I think you answered your own question but I think that forums and books both give their own little flavour so both are good. I work in a library, so I prefer books for well researched facts and forums for opinions and the fun of being social.  Oh yeah, that book looks a little expensive but it's totally worth it as it's got so much in it! I'd agree with Ctharlhie and others that its the best out there.  






> Maybe we should end the conversation here, as like Darkmatters said, we're going a bit off topic. But if you feel like continuing, I'm sure one of us wouldn't mind creating a topic where we can discuss this disagreement of ours more in depth, as it's certainly an interesting discussion ^^



Hey guys, probably polite to start a thread for that topic, but can you share the link I'd like to join in!  :tongue2:

----------


## martydee

Just ordered 'Are You Dreaming?' by Daniel Love. Eighteen bucks for a book is a bit hefty for me, but if I get even one tidbit I can use, it'll be worth it. Stay tuned.  :smiley:

----------


## moonlightress

I have ordered Castaneda, LaBerge and Daniel Love, so it seems I am getting a bit from both the neuroscience and esoteric sides, which suits me fine.  :smiley:

----------


## martydee

I must say Amazon has its s**t together. I ordered 'Are You Dreaming?' yesterday. And it just arrived in my mailbox. Can't wait to delve into it.

----------


## mehrdad

the best ever books in lucid dreaming is:
#1:Exploring-The-World-Of-Lucid-Dreaming(Stephen-Laberge)
#2:Tenzin-Wangyal-Rinpoche-The-Tibetan-Yogas-Of-Dream-And-Sleep
#3:lucid dreaming _ gateway to the inner self(robbert_waggoner)

----------


## spaceexplorer

> the best ever books in lucid dreaming is:
> #1:Exploring-The-World-Of-Lucid-Dreaming(Stephen-Laberge)
> #2:Tenzin-Wangyal-Rinpoche-The-Tibetan-Yogas-Of-Dream-And-Sleep
> #3:lucid dreaming _ gateway to the inner self(robbert_waggoner)

━━━━━━

- **Things to do**
1/ In the lucid dreaming book thread, which three authors did moonlightress order books from?
2/ Repeat the lucid dreaming book thread from "I have ordered" to "delve into it.".
3/ Go on with the lucid dreaming book thread, picking up right after its final line.

- **Supplied data**
━━━━━━

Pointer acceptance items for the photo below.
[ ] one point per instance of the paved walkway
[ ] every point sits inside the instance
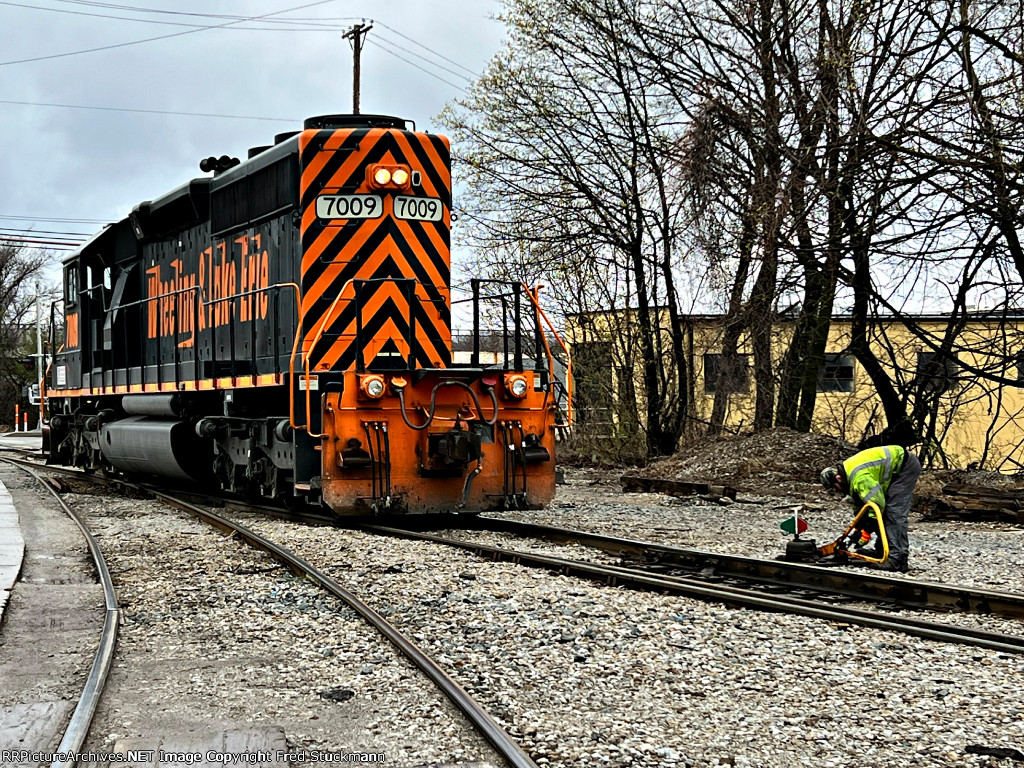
(11, 547)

━━━━━━

- **The replies**
1/ Castaneda, LaBerge and Daniel Love.

2/
I have ordered Castaneda, LaBerge and Daniel Love, so it seems I am getting a bit from both the neuroscience and esoteric sides, which suits me fine.  :smiley:

----------


## martydee

I must say Amazon has its s**t together. I ordered 'Are You Dreaming?' yesterday. And it just arrived in my mailbox. Can't wait to delve into it.

3/
I've got to disagree with your 3rd choice - Robert Waggoners book is pretty poor, it's all "you can see the future in dreams" and "hold this crystal between your buttocks and you'll have superpowers" OK, maybe not that second one, but the whole book is more new age and filled with nonsense than the crystals hanging from a burnt out hippies rainbow underpants. It's actually one of the few books on lucid dreams that made me want to throw it away. 

I agree that your first choice belongs in there, that's kind of obvious. The 2nd choice... I guess _MAYBE_ if you want to learn Tibetan dream yoga, but I've never seen why lucid dreaming always has to be sold as some kind of spiritual thing. Probably less of that would be better you know?  Yeah it can be used that way but it seems like people just buy into this stuff without really giving it any thought. OK Tibetan Buddhists _may_ have known about lucid dreaming, but they also believe in demons.  I'm sick of people looking at me like I'm an idiot when I talk about lucid dreaming and mostly it's cause they've seen books like Waggoners and think that we're all a bit stupid and gullible.  I'll stick with the more modern and scientific books myself, I kinda like living in the 21st century where we understand a lot more about our brains and how things work.

----------


## dutchraptor

> I've got to disagree with your 3rd choice - Robert Waggoners book is pretty poor, it's all "you can see the future in dreams" and "hold this crystal between your buttocks and you'll have superpowers" OK, maybe not that second one, but the whole book is more new age and filled with nonsense than the crystals hanging from a burnt out hippies rainbow underpants. It's actually one of the few books on lucid dreams that made me want to throw it away.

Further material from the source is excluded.